• _Text segment_
━━━━━━━━━━━━━━━━━━━━━━━━━━━━━━

The cable company
wants to be your PC's best friend. Tele-Communications, Inc. (TCI), one
of the country's largest TV cable operators, has announced @home,
a significant new entry into the Internet computer access business. TCI's @home
will allow about ten million digital bits a second to blast over your TV
Coax
cable, or almost 360 times faster than a 28.8 Kbs analog modem.
But TCI's eyes are roving farther than the Internet. Significantly, TCI also
announced another major deal; a multimillion dollar investment in the Microsoft
Network. These two megadeals by TCI will likely have a big impact on the soon-to-be-everywhere
TV set top box.
A set top box is not your regular cable TV channel changer gizmo. Rather, it
is a powerful and highly sophisticated multimedia computer. The set top box
is the business-make-or-bust linchpin for Interactive TV. Movies on demand,
real time games with players across the country, home banking, digital quality
home theater, et al, will arrive in your living room via this innocuous looking
device. When coupled into the Internet, this box's awesome capabilities rapidly
escalate.
Features like video/audio viewphones, multi-user VR environments, and Web surfing
will all vie for your attention. The TV set top box, being a highly complex
computer, also requires an operating system to control it. Naturally, Microsoft
wants to own all of that lucrative operating system action, and the conjugation
of TCI's @home and the MS Network is a great way for Gates to do it.

━━━━━━━━━━━━━━━━━━━━━━━━━━━━━━

• _Tasks for this exercise_
- 1) For each statement below, answer yes or no according to the TCI article and quote the words from it that decide the answer.
(a) TCI's @home is said to be almost 360 times faster than a 28.8 Kbs analog modem.
(b) The set top box is described as an ordinary cable TV channel changer.
(c) TCI announced an investment in the Microsoft Network.
- 2) Answer these questions using the TCI article.
(a) How much data per second will TCI's @home allow over TV coax cable?
(b) The set top box is called the linchpin for what?
(c) What does the set top box require in order to be controlled?
- 3) Write a continuation of the TCI article that picks up after its final sentence.

• _Data section_
━━━━━━━━━━━━━━━━━━━━━━━━━━━━━━

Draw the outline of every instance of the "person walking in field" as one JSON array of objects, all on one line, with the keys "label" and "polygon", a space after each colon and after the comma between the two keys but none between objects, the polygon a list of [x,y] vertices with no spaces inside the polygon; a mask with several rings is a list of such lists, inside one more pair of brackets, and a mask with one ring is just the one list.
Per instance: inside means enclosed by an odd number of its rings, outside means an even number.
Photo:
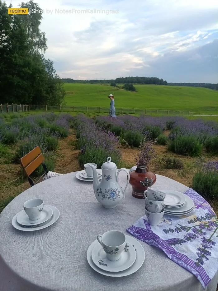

━━━━━━━━━━━━━━━━━━━━━━━━━━━━━━

• _The results_
- 1)
(a) Yes: "or almost 360 times faster than a 28.8 Kbs analog modem."
(b) No: "A set top box is not your regular cable TV channel changer gizmo."
(c) Yes: "a multimillion dollar investment in the Microsoft Network."

- 2)
(a) About ten million digital bits a second.
(b) Interactive TV.
(c) An operating system.

- 3)
So if Microsoft has its way, it will soon be bringing to your TV watching the
added joys of deciphering the mystical meanings of the Win95 registry, pondering
GPF's, and leave you wondering why the screen suddenly went blank just at the
movie's climax.
But if your access to precocious nerd advice is limited, don't worry, because
we all know how customer-responsive and technically proficient the cable companies
are. Also rest assured that a new breed of TV Set Top consultants will spring
up, thereby providing an unlimited growth industry for laid off computer software
employees.
Once logged into the Internet via @home and MS Network, these consultants will
cheerfully explain what 'http//:' means, why some Web addresses have this funny
'~' in the middle, why grandma's FTP video download of the OJ Simpson trial
reruns suddenly failed, and how granny can TELNET directly onto the UNIX video
server and do an 'ls' and 'pwd' to see what is going on inside the remote system's
file structure.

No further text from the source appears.